Text
"""

It should work, as seen here: https://youtu.be/pAKqKTkx5X4?si=VmZTxHgm05jKCUNw&t=1142

Looks like they followed this guide: Running LLM’s Locally: A Step-by-Step Guide

This then gives you a model called lunademo

But I too am getting my question back as the response. They run correctly via AnythingLLM.

I’ll be back if I figure it out.

Found the issue is being tracked here: Prompt returns the statment · Issue #85 · jekalmin/extended_openai_conversation · GitHub

UPDATE: Enabling “Use Tools” within the conversation gets it working! It’s not perfect for me yet though.

Examples:

P: What is the time?

A: The current time is 2024-02-05 06:24:59.857207+00:00.

(Not human readable)

P: Turn on Kitchen Lights

A: Kitchen Lights are already on.

(They are not on)

I couldn’t find this option .
Are you saying inside OpenAPI extended conversion?

"""

Extracted data
"""

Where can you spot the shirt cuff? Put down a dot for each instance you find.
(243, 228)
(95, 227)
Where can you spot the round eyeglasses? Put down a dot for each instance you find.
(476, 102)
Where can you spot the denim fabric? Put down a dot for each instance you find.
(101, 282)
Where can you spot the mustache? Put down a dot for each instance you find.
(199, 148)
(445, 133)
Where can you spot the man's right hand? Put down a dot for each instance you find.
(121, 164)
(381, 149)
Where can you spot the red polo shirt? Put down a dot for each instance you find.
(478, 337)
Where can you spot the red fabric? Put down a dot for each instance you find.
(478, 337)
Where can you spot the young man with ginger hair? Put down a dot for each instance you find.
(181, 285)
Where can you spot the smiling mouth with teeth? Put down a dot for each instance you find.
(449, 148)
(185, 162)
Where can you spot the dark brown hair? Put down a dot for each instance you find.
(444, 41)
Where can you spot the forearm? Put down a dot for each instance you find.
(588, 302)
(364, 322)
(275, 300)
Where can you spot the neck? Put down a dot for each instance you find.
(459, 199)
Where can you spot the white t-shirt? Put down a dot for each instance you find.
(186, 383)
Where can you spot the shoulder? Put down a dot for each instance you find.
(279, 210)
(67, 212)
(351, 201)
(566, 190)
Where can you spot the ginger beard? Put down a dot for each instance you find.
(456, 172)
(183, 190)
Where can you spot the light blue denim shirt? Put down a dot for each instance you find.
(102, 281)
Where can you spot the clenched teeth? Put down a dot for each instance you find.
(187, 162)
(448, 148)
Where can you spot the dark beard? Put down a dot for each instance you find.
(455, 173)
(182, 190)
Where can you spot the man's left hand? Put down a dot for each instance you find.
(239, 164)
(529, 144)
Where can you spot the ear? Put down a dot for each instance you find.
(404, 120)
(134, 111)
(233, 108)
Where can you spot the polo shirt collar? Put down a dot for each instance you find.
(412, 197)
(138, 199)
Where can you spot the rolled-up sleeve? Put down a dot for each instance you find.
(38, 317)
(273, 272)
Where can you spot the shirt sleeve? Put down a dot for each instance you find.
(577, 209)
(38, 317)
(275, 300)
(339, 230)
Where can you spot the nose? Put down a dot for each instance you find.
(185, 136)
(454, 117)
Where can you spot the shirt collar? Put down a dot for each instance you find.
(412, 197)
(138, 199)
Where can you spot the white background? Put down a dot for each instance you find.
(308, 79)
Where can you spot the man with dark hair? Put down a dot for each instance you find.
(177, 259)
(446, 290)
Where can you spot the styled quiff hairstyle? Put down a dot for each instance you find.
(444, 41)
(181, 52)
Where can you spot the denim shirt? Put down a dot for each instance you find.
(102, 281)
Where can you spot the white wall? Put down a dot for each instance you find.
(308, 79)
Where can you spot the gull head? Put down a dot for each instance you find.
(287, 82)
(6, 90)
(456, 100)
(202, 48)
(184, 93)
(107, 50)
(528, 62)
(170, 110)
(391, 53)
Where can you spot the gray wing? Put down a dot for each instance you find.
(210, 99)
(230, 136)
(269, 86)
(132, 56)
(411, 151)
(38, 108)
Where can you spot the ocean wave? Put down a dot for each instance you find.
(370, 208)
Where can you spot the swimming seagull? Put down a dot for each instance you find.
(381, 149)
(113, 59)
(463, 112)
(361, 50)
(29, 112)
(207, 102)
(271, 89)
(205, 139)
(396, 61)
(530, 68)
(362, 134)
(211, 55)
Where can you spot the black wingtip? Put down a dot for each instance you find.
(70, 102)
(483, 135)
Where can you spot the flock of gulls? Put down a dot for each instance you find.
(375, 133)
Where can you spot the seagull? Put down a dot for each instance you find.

"""

Problem set
1. In the thread about running a local model, rewrite the paragraph that begins "UPDATE: Enabling" as one shorter sentence that keeps its main facts.
2. Extend the thread about running a local model by writing the post that follows its final question.

Responses in order
1. Turning on "Use Tools" in the conversation makes it work, though not perfectly yet.

2.
Yeah, none of this is working yet locally. Maybe you can use vllm & functionary , I have too old GPUs (Tesla P40) and it doesn’t run this model and vllm on them.
I.e. no functions work. you can start the assist, talk and speak, it will respond, tell you, but NONE of the functions will run.
And if you activate OpenAI with the same parameters - everything will switch immediately.

Did you ever figure it out? I have the same problem running 4090 GPU and LM Studio. I’ve tried a bunch of models. There must be a missing link.

No luck unfortunately :frowning: I’m still wrapping my head around this one… I’ve managed to sort of make it work with the Ollama but it can’t issue commands so it’s back to square one.

Hi All,

I’ve been trying various permutations of models, integrations, and settings. Currently I’m trying to get the Home-LLM setup working. I’ve followed the guide in Midori to install Home-3B-v3.q4_k_m.gguf on a docker instance of LocalAI. I also installed the LLaMa Conversation integration on my Home Assistant server and followed the setup instructions given. However, this is some of the output I’m getting:

image

and

image

I think the problem on the HA end is that the Service called is 'turn_off' instead of 'light.turn_off'. But I’m not sure how to deal with that.

Any thoughts?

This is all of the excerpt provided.